[Recorded data]
────────

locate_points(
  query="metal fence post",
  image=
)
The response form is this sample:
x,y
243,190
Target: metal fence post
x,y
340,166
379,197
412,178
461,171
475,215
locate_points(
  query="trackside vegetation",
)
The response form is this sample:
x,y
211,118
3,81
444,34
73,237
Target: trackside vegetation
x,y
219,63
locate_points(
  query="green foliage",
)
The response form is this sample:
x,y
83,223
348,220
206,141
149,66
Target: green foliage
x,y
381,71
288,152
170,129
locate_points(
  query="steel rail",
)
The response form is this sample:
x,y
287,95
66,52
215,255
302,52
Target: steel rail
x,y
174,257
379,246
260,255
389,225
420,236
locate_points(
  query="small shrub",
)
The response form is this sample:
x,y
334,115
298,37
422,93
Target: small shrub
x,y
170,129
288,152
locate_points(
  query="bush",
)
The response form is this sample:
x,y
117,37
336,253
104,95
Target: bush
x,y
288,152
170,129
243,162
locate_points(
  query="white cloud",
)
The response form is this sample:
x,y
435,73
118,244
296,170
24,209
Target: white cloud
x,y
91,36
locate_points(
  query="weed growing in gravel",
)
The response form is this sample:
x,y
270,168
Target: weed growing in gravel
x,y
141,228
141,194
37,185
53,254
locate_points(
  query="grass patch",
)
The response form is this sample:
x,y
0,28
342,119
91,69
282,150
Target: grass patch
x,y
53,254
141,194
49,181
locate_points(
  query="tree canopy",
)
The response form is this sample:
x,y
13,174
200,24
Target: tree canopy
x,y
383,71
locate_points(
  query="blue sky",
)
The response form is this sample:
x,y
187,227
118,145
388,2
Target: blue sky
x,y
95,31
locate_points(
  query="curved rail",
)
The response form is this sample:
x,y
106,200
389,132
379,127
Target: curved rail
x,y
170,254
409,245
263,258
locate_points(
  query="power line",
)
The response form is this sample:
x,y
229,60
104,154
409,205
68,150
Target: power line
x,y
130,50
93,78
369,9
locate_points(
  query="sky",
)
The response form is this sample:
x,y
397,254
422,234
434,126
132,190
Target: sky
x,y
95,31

────────

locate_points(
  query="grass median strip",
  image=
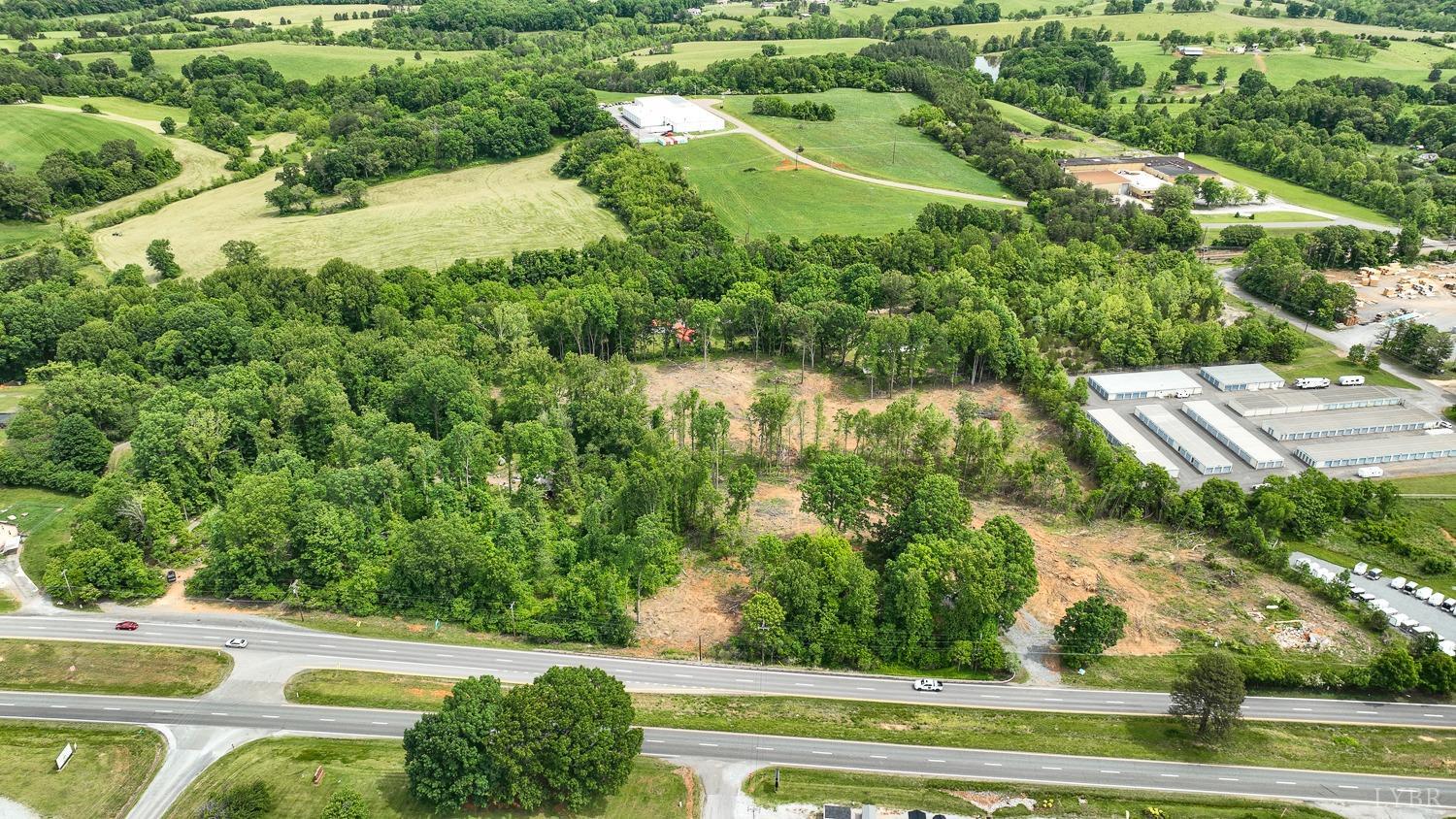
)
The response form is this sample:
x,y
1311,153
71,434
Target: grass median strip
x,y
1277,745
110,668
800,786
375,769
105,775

────────

**Problem details**
In the data above, find every line that contains the string "canopy" and copy each of those lines.

**Response to the task**
  query="tree canopy",
Target: tree canopy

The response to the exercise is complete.